Covid-19 —on Politics and Poetics, Words and Worlds

Pandemic comes from the Greek word pandemos. Demos means the population and pan means everyone. A pandemic is when disease (dis-ease) spreads across large populations and geographies.

Things are out of control and often times, we feel powerless. Solastalgia (solace + nostalgia) is the feeling of distress associated with environmental change, like how I feel homesick even though all I’ve been at is home. Corona is Latin for crown. From Sri Lanka to America, democratically elected leaders are acting like crown-wearing monarchs as they exploit the pandemic to tighten their grip over democratic institutions.

The more anxious we feel, the more we long for security. The military is deployed to make us feel safe and the soldiers, as they do, have come armed with their military metaphors. They are in the frontline of their war against Covid and they intend to combat their invisible enemy.

Virus comes from the Latin word for poison. There’s a deluge of information coming at us from all directions and it’s overwhelming. The WHO has referred to the disinformation that has accompanied the COVID-19 pandemic as an infodemic. The term going viral is based on the way that viruses spread. Like a virus spreads across the body; rumour and conspiracy have permeated across the body politic. In Sri Lanka and elsewhere, conspiracy theories are scapegoating Muslims and other minorities for being bioterrorists that manufactured the virus and the vectors that cause its spread. The propaganda machine continues to create spectacles and scapegoats. Lines between patriots and traitors are delineated. Conspiracy is derived from the Latin word conspirare which means to breathe together (what can be more sinister than a group of people standing in a circle, holding a private meeting?).

The more complexity and confusion there is, the more we look for easy answers. Lies are simple. They give us simple patterns of cause and effect.

Muslims and others are denied burials for their dead, contrary to WHO guidelines. Necropolitics is the politics of life and death that decide who may live and who must die. For some (bodies), even mourning the dead has become an act of resistance.

One of the central emotional responses during a pandemic is fear. This kind of fear can un(mask) our basest qualities and lay the groundwork for violence. HIV was designated the gay cancer. The Bubonic plague led to the murder of Catalans, clerics and homeless people, and instigated pogroms against Jews. We know that right-wing extremists including the Nazis won a greater share of the votes in parts of Germany that suffered larger numbers of flu deaths in 1918.

Trauma is the Greek word for wound.

There’s emphasis on going home, staying home, being safe but home is not a safe place to be for every(body). Victim comes from the Latin word for a sacrificial animal. Some (bodies) have to be sacrificed for the “greater good”.

We are constantly asked to stay alert. Alert comes from the Italian phrase “to the watchtower” — like a panapticon designed to allow a single guard to watch all of the prisoners, without the prisoners being able to actually verify whether they are being watched at any given moment. Even when they are not being watched, they are still disciplined.

Words can shape the world and be shaped by the world. May we continue to find the words to stand up to power and to radically care for one another. May we find the words we need to recreate and reorganize our world(s).

— Exercise objective —
Quote the passage of the essay on the language of the pandemic starting at "Words can shape" and ending at "reorganize our world(s).".

— Data section —
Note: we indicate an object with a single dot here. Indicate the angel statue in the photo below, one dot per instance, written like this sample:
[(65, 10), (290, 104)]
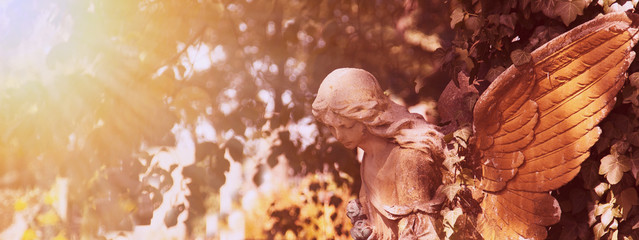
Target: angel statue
[(532, 129)]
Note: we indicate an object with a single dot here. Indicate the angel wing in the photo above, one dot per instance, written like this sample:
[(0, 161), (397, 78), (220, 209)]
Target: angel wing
[(535, 124)]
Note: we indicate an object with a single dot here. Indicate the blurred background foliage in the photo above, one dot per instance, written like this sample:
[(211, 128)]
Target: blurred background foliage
[(172, 119)]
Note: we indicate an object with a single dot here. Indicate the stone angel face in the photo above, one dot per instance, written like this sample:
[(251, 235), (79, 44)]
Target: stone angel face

— Answer box —
Words can shape the world and be shaped by the world. May we continue to find the words to stand up to power and to radically care for one another. May we find the words we need to recreate and reorganize our world(s).